Your task
Report every line of the material below that contains the word "nose", copying each such line in full.

━━━━━ Given data ━━━━━

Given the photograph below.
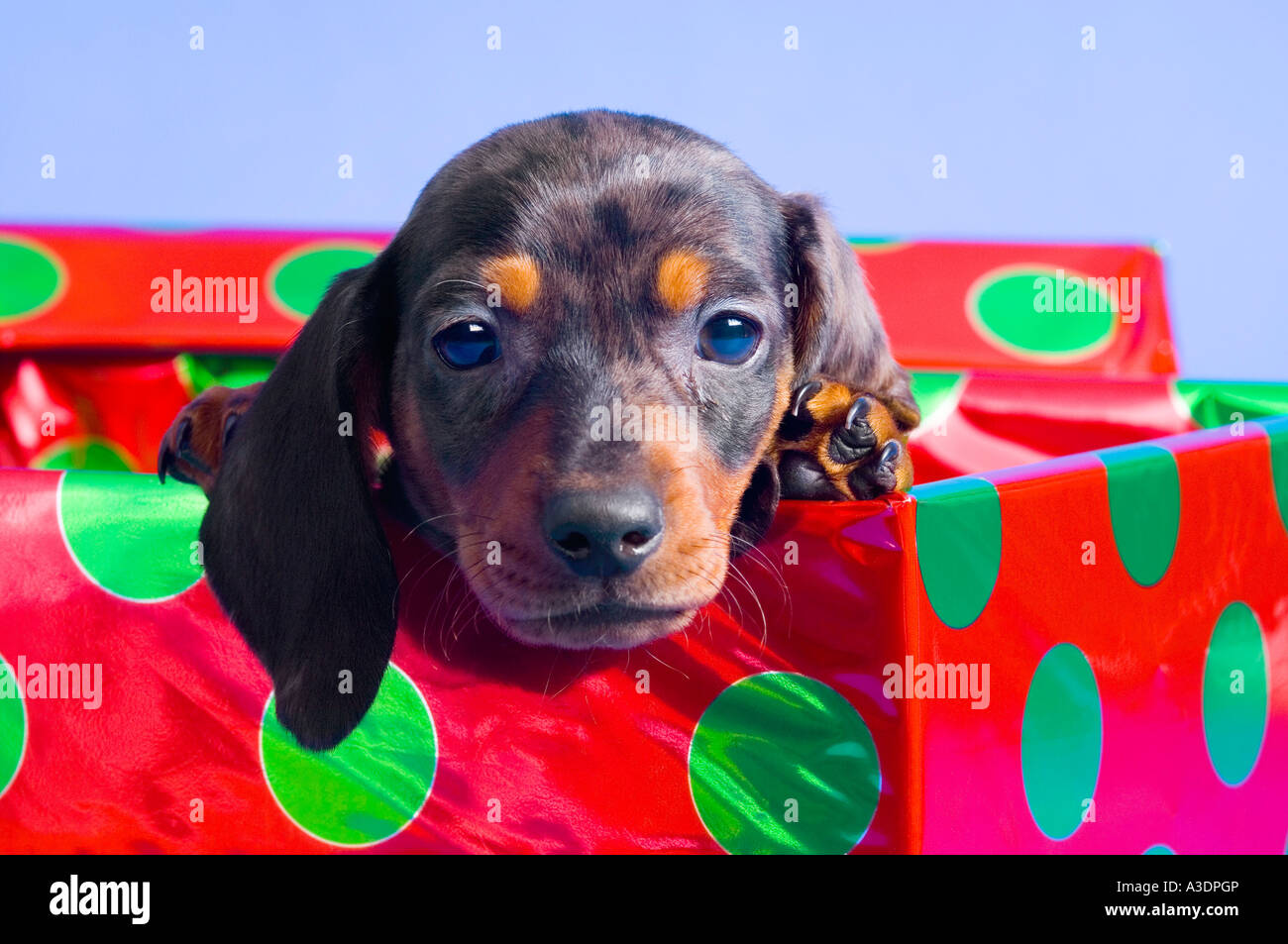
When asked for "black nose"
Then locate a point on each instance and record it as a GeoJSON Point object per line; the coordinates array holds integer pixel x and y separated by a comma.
{"type": "Point", "coordinates": [599, 533]}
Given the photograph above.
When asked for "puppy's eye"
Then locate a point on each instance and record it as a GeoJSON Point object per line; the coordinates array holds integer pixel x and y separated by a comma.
{"type": "Point", "coordinates": [728, 339]}
{"type": "Point", "coordinates": [468, 344]}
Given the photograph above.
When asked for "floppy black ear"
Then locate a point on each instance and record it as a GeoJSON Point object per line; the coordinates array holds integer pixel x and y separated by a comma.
{"type": "Point", "coordinates": [292, 546]}
{"type": "Point", "coordinates": [837, 331]}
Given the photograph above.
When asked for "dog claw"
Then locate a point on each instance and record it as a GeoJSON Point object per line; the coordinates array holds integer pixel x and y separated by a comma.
{"type": "Point", "coordinates": [798, 421]}
{"type": "Point", "coordinates": [840, 443]}
{"type": "Point", "coordinates": [880, 476]}
{"type": "Point", "coordinates": [855, 439]}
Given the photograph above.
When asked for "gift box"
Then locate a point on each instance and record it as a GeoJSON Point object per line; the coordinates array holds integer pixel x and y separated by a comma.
{"type": "Point", "coordinates": [1069, 638]}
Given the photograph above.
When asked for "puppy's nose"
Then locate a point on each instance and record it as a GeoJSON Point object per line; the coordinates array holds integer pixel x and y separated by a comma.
{"type": "Point", "coordinates": [600, 533]}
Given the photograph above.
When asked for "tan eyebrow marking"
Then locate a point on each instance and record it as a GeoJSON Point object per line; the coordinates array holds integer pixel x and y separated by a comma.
{"type": "Point", "coordinates": [682, 279]}
{"type": "Point", "coordinates": [516, 278]}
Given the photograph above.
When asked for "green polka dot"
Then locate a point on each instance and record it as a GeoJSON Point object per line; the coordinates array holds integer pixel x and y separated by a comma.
{"type": "Point", "coordinates": [1144, 507]}
{"type": "Point", "coordinates": [84, 452]}
{"type": "Point", "coordinates": [13, 726]}
{"type": "Point", "coordinates": [1220, 402]}
{"type": "Point", "coordinates": [870, 245]}
{"type": "Point", "coordinates": [932, 389]}
{"type": "Point", "coordinates": [200, 372]}
{"type": "Point", "coordinates": [1235, 694]}
{"type": "Point", "coordinates": [1278, 432]}
{"type": "Point", "coordinates": [782, 763]}
{"type": "Point", "coordinates": [1060, 741]}
{"type": "Point", "coordinates": [369, 787]}
{"type": "Point", "coordinates": [30, 278]}
{"type": "Point", "coordinates": [132, 535]}
{"type": "Point", "coordinates": [958, 546]}
{"type": "Point", "coordinates": [1010, 309]}
{"type": "Point", "coordinates": [303, 277]}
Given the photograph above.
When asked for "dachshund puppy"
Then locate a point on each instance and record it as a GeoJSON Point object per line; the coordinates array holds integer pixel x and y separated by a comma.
{"type": "Point", "coordinates": [554, 283]}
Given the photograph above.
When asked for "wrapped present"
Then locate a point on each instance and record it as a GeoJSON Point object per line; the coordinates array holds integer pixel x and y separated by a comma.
{"type": "Point", "coordinates": [1074, 656]}
{"type": "Point", "coordinates": [1067, 639]}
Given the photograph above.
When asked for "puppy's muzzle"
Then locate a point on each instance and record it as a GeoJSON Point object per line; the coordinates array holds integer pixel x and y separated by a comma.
{"type": "Point", "coordinates": [603, 533]}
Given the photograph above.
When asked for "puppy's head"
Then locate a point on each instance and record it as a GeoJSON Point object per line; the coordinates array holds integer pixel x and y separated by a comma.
{"type": "Point", "coordinates": [580, 346]}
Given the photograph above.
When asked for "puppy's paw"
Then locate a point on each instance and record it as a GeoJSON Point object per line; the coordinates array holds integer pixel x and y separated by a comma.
{"type": "Point", "coordinates": [193, 447]}
{"type": "Point", "coordinates": [836, 443]}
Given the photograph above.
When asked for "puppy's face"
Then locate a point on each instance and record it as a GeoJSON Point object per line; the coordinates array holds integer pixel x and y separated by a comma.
{"type": "Point", "coordinates": [591, 359]}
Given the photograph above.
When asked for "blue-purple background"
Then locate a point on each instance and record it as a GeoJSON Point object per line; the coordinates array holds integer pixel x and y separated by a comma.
{"type": "Point", "coordinates": [1044, 141]}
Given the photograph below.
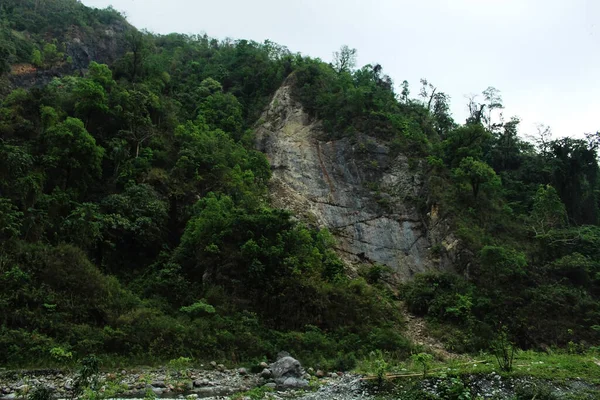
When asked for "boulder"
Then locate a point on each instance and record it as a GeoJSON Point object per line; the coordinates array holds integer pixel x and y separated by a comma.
{"type": "Point", "coordinates": [288, 373]}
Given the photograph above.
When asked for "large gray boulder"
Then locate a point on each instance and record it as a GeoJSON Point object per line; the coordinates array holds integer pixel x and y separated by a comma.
{"type": "Point", "coordinates": [287, 373]}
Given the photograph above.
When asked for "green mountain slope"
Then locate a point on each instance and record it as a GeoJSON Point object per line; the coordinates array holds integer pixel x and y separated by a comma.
{"type": "Point", "coordinates": [135, 222]}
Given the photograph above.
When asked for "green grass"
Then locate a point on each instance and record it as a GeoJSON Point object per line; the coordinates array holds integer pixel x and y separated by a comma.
{"type": "Point", "coordinates": [552, 366]}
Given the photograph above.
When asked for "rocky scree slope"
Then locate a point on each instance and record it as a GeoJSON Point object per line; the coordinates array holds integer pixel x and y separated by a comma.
{"type": "Point", "coordinates": [355, 187]}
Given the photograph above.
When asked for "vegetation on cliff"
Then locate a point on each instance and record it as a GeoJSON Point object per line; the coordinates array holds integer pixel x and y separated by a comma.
{"type": "Point", "coordinates": [134, 222]}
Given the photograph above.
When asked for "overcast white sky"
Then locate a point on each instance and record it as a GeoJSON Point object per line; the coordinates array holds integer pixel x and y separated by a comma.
{"type": "Point", "coordinates": [543, 55]}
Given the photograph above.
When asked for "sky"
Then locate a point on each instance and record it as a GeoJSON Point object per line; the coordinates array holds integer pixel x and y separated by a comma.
{"type": "Point", "coordinates": [543, 55]}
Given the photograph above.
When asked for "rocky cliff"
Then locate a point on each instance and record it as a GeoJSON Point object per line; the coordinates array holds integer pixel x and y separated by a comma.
{"type": "Point", "coordinates": [355, 187]}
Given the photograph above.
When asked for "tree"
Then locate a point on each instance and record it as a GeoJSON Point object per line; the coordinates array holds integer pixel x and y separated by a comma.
{"type": "Point", "coordinates": [101, 74]}
{"type": "Point", "coordinates": [135, 108]}
{"type": "Point", "coordinates": [139, 48]}
{"type": "Point", "coordinates": [344, 60]}
{"type": "Point", "coordinates": [37, 58]}
{"type": "Point", "coordinates": [477, 175]}
{"type": "Point", "coordinates": [90, 97]}
{"type": "Point", "coordinates": [443, 121]}
{"type": "Point", "coordinates": [72, 152]}
{"type": "Point", "coordinates": [405, 92]}
{"type": "Point", "coordinates": [493, 102]}
{"type": "Point", "coordinates": [427, 92]}
{"type": "Point", "coordinates": [548, 212]}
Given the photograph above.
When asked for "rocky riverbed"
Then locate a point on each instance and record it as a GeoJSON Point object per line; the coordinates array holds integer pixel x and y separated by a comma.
{"type": "Point", "coordinates": [285, 379]}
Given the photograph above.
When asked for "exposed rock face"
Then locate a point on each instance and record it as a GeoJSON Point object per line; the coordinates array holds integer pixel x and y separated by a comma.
{"type": "Point", "coordinates": [104, 46]}
{"type": "Point", "coordinates": [353, 186]}
{"type": "Point", "coordinates": [287, 373]}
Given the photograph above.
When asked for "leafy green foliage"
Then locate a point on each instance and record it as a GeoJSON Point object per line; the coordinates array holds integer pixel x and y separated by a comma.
{"type": "Point", "coordinates": [134, 220]}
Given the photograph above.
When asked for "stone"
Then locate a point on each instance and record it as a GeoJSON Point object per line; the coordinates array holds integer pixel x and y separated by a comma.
{"type": "Point", "coordinates": [294, 383]}
{"type": "Point", "coordinates": [287, 373]}
{"type": "Point", "coordinates": [329, 183]}
{"type": "Point", "coordinates": [201, 382]}
{"type": "Point", "coordinates": [266, 373]}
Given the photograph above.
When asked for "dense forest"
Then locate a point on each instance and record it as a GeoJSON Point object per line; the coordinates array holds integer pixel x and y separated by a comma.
{"type": "Point", "coordinates": [135, 223]}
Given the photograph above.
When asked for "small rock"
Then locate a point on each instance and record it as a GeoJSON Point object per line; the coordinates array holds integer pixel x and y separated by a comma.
{"type": "Point", "coordinates": [294, 383]}
{"type": "Point", "coordinates": [266, 373]}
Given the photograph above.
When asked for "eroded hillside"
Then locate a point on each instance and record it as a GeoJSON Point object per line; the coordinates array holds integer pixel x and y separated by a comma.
{"type": "Point", "coordinates": [354, 186]}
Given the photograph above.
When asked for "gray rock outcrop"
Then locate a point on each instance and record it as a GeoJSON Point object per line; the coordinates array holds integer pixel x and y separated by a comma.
{"type": "Point", "coordinates": [288, 373]}
{"type": "Point", "coordinates": [355, 186]}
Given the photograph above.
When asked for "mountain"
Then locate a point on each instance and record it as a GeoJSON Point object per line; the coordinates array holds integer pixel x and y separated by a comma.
{"type": "Point", "coordinates": [166, 196]}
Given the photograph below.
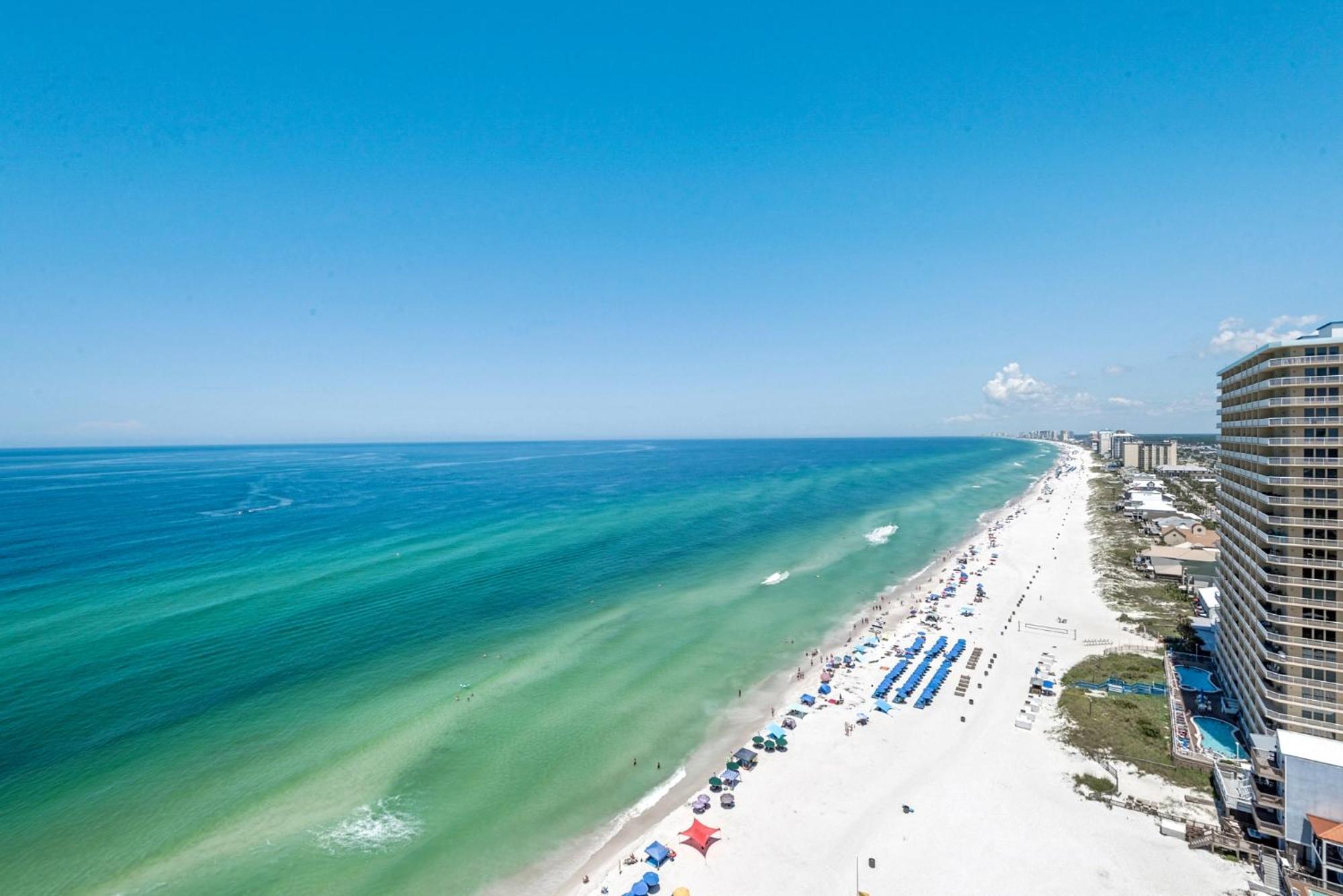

━━━━━

Answer to the task
When asked for "black nose"
When asked for "puppy's nose"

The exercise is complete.